> _TASK INSTRUCTIONS_:
In the forum thread about breeding dicrossus, what camera and lens does trout say he uses?

> _SELECTED PASSAGE_:
______
Also pulled 10 lemons out a few days back so there's half the amount of tetras for her to deal with. Also added a bunch of oak leaves and pulled out the old ones.


----------



## trout

anyone tired of my dicrossus updates yet?!? 

the most aggressive female has spawned again, less than two weeks since she last spawned? best looking clutch yet. happened within an hour since i fed and last looked in, once again they spawned during the sunset light cycle. 

pics to follow shortly. this will be the be the second go around since they started breeding, all 4 females have laid one clutch. funny part was i saw her "grooming" a crypt leaf earlier and has since laid eggs on tht leaf lol


----------



## Foxtail

Tired of your updates? I get all excited when I see an update. Thinking there might be Fri lol

Sent from my Galaxy Nexus using Tapatalk 2


----------



## trout

Foxtail said:


> Tired of your updates? I get all excited when I see an update. Thinking there might be Fri lol
> 
> Sent from my Galaxy Nexus using Tapatalk 2


Ahhhhh I wish....hopefully round two for the females proves better

terrible photo of this clutch and some male pics. he still gets more color on a noticeable basis, although very hard to capture....still cant get a good full flare shot. the ventrals have the best color


----------



## jobber

Beautiful specimens and great pictures. Being able to get pictures of these fish takes a lot of skill. 
Hope the eggs turn into wrigglers. 

Videos up next?


----------



## trout

jobber said:


> Beautiful specimens and great pictures. Being able to get pictures of these fish takes a lot of skill.
> Hope the eggs turn into wrigglers.
> 
> Videos up next?


Many thanks! It is very tricky to pull off any decent shots of them, takes some time thats for sure!

Great idea, never even uploaded a vid before but if they do turn to wigglers and fry, I will gladly post my first vid! once i get a new memory card ha


----------



## jobber

shows a lot of patience being able to get good pictures, that's for sure.

so what are your ph and temp?


----------



## Tommy72a

I like to comment, very nice photos. Looks like you have a decent lens, what are you using?


----------



## trout

jobber said:


> shows a lot of patience being able to get good pictures, that's for sure.
> 
> so what are your ph and temp?


I'll post temp and pH once I post in the show and tell thread 



Tommy72a said:


> I like to comment, very nice photos. Looks like you have a decent lens, what are you using?


Thanks Tommy, canon t3i with kit lens. Great little camera. Welcome to the forum btw


----------



## trout

Came home to a couple wigglers! J now know why they have that name 

Only three so far. I incubated the eggs myself, just shy of the 72hr mark. Getting ready to siphon them to a mini tank. An airline siphon should be ok I presume? Hoping not to hurt them, as there's only 3 I can't expect any survival but going to give it my best shot


----------



## trout




----------



## 2wheelsx2

Wow that's tiny.


----------



## trout

2wheelsx2 said:


> Wow that's tiny.


very tiny. I think there on day 4 from hatching, turns out I have 3 and they were successfully transferred to a semi diy breeder box. watched one of them actually swim up the to surface and do a few circles last night. one of the coolest sites ive experienced in this hobby.
______
> _DATA EXTRACT_:
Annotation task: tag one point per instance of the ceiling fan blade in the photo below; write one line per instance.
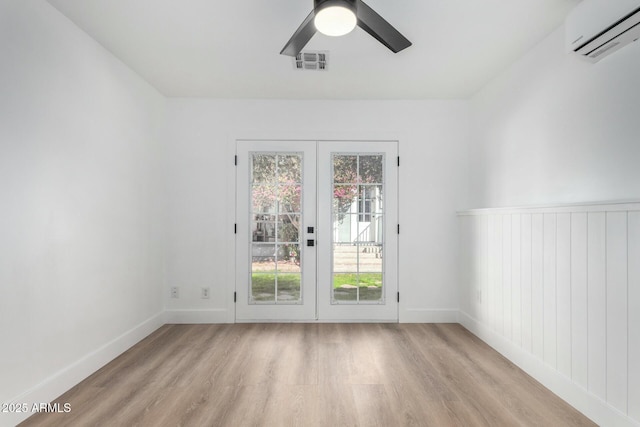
(379, 28)
(301, 37)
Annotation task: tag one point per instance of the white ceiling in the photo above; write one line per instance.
(230, 49)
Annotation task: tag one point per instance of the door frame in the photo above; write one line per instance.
(232, 215)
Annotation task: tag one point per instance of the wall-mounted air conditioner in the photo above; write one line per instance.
(597, 28)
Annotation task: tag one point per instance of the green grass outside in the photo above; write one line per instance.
(263, 286)
(366, 279)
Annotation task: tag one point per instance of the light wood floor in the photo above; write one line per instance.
(311, 375)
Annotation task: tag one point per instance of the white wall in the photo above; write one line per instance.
(556, 129)
(555, 290)
(433, 137)
(80, 249)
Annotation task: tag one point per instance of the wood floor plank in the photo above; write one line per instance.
(311, 375)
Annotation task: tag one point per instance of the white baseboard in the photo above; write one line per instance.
(61, 381)
(420, 315)
(196, 316)
(590, 405)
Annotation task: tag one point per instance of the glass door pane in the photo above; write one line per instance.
(275, 206)
(276, 217)
(357, 228)
(357, 216)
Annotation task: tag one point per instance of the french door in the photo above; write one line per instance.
(316, 231)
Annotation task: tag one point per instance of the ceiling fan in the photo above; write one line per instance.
(339, 17)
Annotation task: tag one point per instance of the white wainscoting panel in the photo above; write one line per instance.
(559, 287)
(579, 301)
(633, 284)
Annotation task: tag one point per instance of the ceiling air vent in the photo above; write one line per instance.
(310, 60)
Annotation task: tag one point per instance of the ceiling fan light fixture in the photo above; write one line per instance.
(335, 18)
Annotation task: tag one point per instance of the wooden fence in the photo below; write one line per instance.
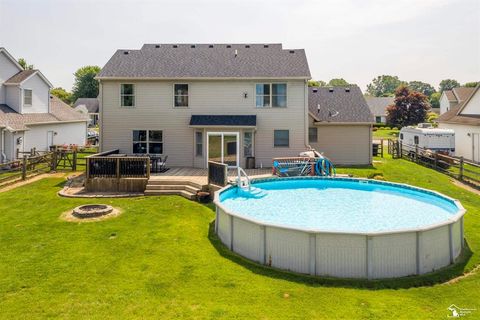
(456, 167)
(217, 173)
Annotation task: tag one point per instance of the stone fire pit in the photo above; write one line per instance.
(91, 211)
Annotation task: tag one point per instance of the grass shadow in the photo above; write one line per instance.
(440, 276)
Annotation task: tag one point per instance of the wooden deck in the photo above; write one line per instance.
(199, 176)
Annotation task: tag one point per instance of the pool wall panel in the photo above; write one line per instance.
(224, 227)
(457, 238)
(435, 249)
(341, 255)
(248, 239)
(288, 249)
(394, 255)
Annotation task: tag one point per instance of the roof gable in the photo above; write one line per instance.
(339, 105)
(218, 61)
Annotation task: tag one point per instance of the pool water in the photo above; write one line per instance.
(339, 205)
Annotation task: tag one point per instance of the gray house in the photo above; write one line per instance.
(201, 102)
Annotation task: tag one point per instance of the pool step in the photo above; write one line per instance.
(184, 188)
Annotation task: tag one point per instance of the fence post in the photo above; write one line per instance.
(24, 168)
(74, 164)
(460, 174)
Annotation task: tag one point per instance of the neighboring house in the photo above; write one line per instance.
(29, 116)
(464, 119)
(451, 98)
(88, 106)
(200, 102)
(340, 124)
(378, 107)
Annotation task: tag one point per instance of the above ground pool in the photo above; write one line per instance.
(341, 227)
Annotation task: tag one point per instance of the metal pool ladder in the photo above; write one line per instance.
(243, 180)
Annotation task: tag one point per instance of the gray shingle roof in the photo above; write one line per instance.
(59, 112)
(91, 104)
(378, 105)
(18, 78)
(207, 61)
(223, 120)
(339, 105)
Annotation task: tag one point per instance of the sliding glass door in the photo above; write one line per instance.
(223, 147)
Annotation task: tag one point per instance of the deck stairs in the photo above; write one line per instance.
(184, 188)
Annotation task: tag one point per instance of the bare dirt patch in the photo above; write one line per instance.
(71, 217)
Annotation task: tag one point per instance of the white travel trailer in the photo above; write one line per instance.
(425, 136)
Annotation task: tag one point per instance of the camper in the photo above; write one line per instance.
(425, 136)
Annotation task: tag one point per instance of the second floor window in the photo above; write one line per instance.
(27, 97)
(180, 95)
(271, 95)
(127, 95)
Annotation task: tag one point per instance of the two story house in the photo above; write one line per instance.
(201, 102)
(29, 116)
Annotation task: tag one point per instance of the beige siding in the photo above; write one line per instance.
(154, 110)
(344, 144)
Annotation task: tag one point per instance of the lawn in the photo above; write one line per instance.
(381, 133)
(159, 259)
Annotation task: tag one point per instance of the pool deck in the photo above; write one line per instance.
(200, 176)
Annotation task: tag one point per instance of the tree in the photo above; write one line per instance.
(316, 83)
(435, 100)
(338, 82)
(471, 84)
(384, 86)
(448, 84)
(25, 65)
(422, 87)
(409, 108)
(85, 85)
(63, 94)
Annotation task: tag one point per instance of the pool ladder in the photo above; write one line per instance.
(243, 180)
______
> _EXERCISE RESULT_:
A Canon T3i with the kit lens.